Your objective: Reproduce every entry below without changing a single character.

Data listing:
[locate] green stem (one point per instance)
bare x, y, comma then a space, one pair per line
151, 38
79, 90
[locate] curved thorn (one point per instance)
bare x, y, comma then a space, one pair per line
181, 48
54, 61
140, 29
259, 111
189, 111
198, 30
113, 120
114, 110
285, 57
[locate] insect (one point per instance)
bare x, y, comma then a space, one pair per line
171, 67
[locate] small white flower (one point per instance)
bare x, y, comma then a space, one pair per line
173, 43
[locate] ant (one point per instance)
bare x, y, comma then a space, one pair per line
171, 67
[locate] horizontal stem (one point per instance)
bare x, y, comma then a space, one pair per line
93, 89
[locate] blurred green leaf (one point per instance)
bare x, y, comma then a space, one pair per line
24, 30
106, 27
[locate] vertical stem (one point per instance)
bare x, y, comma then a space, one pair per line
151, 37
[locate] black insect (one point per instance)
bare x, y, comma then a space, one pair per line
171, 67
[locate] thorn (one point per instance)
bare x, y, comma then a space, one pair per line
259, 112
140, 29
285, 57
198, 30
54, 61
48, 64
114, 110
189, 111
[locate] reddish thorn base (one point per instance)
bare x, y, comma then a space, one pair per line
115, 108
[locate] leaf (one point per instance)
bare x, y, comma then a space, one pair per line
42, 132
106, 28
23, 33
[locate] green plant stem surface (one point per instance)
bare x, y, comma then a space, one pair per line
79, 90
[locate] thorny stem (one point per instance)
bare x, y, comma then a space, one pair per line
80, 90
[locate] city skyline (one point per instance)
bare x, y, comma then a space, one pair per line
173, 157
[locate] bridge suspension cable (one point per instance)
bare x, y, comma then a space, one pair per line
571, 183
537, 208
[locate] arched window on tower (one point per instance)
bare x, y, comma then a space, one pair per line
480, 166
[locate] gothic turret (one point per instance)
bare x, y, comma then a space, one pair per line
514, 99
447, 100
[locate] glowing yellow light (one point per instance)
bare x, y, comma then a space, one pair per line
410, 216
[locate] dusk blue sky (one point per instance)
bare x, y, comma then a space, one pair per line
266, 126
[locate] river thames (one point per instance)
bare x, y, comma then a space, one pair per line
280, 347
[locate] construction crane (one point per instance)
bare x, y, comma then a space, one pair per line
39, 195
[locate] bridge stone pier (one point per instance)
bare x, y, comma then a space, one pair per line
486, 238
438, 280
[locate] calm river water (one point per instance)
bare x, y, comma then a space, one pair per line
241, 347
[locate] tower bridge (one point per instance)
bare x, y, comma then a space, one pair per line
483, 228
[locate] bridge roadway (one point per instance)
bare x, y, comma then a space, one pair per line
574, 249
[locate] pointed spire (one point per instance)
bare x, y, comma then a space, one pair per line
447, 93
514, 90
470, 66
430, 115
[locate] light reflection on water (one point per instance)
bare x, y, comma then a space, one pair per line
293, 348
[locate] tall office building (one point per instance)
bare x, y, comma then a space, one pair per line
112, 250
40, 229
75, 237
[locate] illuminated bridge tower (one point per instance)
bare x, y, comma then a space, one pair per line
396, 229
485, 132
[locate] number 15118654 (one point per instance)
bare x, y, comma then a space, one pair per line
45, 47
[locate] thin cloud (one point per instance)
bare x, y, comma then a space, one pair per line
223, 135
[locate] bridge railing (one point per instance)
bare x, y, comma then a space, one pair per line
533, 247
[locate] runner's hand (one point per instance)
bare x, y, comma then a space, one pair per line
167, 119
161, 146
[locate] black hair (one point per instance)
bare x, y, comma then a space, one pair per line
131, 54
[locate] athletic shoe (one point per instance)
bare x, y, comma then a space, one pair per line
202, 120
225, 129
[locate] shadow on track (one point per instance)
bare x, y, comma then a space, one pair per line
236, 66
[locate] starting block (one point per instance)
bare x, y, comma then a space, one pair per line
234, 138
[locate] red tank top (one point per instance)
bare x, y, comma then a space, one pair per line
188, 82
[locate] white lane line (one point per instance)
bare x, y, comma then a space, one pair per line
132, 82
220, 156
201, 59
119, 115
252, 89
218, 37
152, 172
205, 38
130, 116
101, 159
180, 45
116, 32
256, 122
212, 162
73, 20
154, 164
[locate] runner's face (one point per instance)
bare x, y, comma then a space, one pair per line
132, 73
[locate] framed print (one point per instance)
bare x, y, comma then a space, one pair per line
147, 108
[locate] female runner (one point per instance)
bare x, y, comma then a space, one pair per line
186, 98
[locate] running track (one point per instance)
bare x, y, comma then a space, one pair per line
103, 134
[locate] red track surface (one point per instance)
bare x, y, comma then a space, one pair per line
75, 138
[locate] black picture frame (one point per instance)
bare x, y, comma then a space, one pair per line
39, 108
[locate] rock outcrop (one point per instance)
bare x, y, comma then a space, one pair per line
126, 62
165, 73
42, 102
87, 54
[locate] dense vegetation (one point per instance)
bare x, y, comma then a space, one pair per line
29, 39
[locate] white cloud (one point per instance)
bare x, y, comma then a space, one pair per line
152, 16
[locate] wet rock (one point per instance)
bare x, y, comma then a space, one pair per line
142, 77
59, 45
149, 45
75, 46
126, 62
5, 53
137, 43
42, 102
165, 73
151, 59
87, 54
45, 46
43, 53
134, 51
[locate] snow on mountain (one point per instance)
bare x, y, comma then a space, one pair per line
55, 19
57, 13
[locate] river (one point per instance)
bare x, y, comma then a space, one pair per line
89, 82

Finished exercise:
[locate] green stem (one point per instance)
bare x, y, comma then a space, one pair per line
151, 38
79, 90
[locate] curved thorn (one point per instance)
bare x, y, comma then a space, one pair per line
181, 48
54, 61
140, 29
259, 111
189, 111
198, 30
113, 120
114, 110
285, 57
[locate] insect (one point per instance)
bare x, y, comma then a space, one pair per line
171, 67
[locate] small white flower (one point per instance)
bare x, y, comma then a space, one pair per line
173, 43
[locate] ant (one point per instance)
bare x, y, comma then a space, one pair per line
171, 67
[locate] horizontal stem (one point per instance)
bare x, y, comma then a space, one pair per line
93, 89
[locate] blurred green leaf (one point per instance)
bare x, y, comma then a space, one pair per line
24, 30
106, 27
[locate] vertical stem (one point per instance)
bare x, y, comma then a space, one pair per line
151, 37
[locate] black insect (one point per instance)
bare x, y, comma then a space, one pair per line
171, 67
[locate] thorn (one point per instance)
bare x, y, comma then a space, one pair per line
259, 112
140, 29
285, 57
198, 30
54, 61
48, 64
114, 110
189, 111
[locate] reddish thorn base (one point per instance)
bare x, y, comma then a space, one pair per line
115, 108
[locate] leaf (one point per instance)
bare x, y, comma then a space, one pair per line
42, 132
106, 28
23, 33
[locate] green plant stem surface (one point per instance)
bare x, y, comma then a space, one pair per line
79, 90
[locate] thorny stem (one point per instance)
bare x, y, comma then a space, one pair per line
80, 90
[locate] city skyline (one point per instance)
bare x, y, comma then a space, one pair per line
173, 157
[locate] bridge suspension cable (one point per instance)
bare x, y, comma then a space, one pair per line
571, 183
537, 208
[locate] arched window on tower (one point per instance)
bare x, y, comma then a space, one pair per line
480, 166
[locate] gothic turret (one point per instance)
bare x, y, comma then a space, one pair per line
514, 99
447, 100
[locate] glowing yellow light (one point per instance)
bare x, y, comma then a space, one pair per line
410, 216
[locate] dusk blue sky (one point per instance)
bare x, y, comma then a space, one pair per line
266, 126
[locate] river thames (one point per instance)
bare x, y, comma then a space, one pair per line
280, 347
[locate] construction crane (one point per instance)
bare x, y, comma then a space, one pair per line
39, 195
[locate] bridge stone pier (one point per instance)
bare x, y, comma then a space, one pair per line
486, 238
438, 280
[locate] calm river water (one point per instance)
bare x, y, comma then a space, one pair per line
241, 347
[locate] tower bridge (one point per instance)
bare x, y, comma then a space, one pair per line
483, 228
[locate] bridge roadway (one point per instance)
bare x, y, comma then a space, one pair per line
574, 249
[locate] pointed spire (one point per instance)
bare x, y, comma then a space, one pair per line
447, 93
514, 90
470, 66
430, 115
[locate] light reflection on water (one point per instance)
bare x, y, comma then a space, one pair per line
293, 348
[locate] tall office building (one point per instance)
bare x, y, comma then a space, one pair per line
112, 250
40, 229
75, 237
[locate] illuminated bridge tower (one point per instance)
bare x, y, comma then a space, one pair per line
396, 229
485, 132
[locate] number 15118654 (one point per instance)
bare x, y, comma then a space, one pair per line
45, 47
[locate] thin cloud (one point per instance)
bare x, y, comma then a space, one pair per line
223, 135
[locate] bridge railing (one point per instance)
bare x, y, comma then a space, one pair per line
533, 247
[locate] runner's hand (one point per instance)
bare x, y, comma then a space, one pair per line
167, 119
161, 146
[locate] black hair (one point per instance)
bare x, y, comma then a space, one pair per line
131, 54
[locate] athletic shoe (one point per instance)
bare x, y, comma then a space, one pair per line
202, 120
225, 129
[locate] shadow on track (one point per instance)
bare x, y, comma then a space, one pair per line
236, 66
[locate] starting block (one point per instance)
bare x, y, comma then a space, one pair per line
234, 138
[locate] red tank top (one point per instance)
bare x, y, comma then a space, one pair per line
188, 82
[locate] white lane line (one point per instance)
bare x, y, comma then a space, one pair per line
132, 82
220, 156
201, 59
119, 115
252, 89
218, 37
152, 172
205, 38
130, 116
101, 159
180, 45
116, 32
256, 122
212, 162
73, 20
154, 164
[locate] runner's face (one point per instance)
bare x, y, comma then a space, one pair per line
132, 73
[locate] framed print (one point per instance)
bare x, y, comma then a space, one pair per line
147, 108
[locate] female runner (one point per instance)
bare x, y, comma then a space, one pair per line
186, 98
[locate] running track (one point per instance)
bare x, y, comma then a space, one pair per line
103, 134
[locate] red track surface (one point per instance)
bare x, y, comma then a space, one pair per line
75, 138
[locate] black picture frame (one point per instance)
bare x, y, comma then a space, one pair per line
39, 108
[locate] rock outcrop (one point per instance)
bare x, y, comma then a space, one pair per line
126, 62
165, 73
42, 102
87, 54
[locate] dense vegetation (one point per instance)
bare x, y, comma then a space, one pair per line
29, 39
[locate] white cloud (one point per instance)
bare x, y, comma then a space, one pair per line
152, 16
[locate] wet rock (one point per instance)
bare x, y, comma then a space, one pair per line
142, 77
59, 45
149, 45
75, 46
126, 62
5, 53
137, 43
42, 102
165, 73
151, 59
87, 54
45, 46
43, 53
134, 51
[locate] snow on mountain (one point per instance)
bare x, y, comma then a space, one pair per line
55, 19
57, 13
[locate] river (one point per instance)
bare x, y, comma then a space, one pair per line
89, 82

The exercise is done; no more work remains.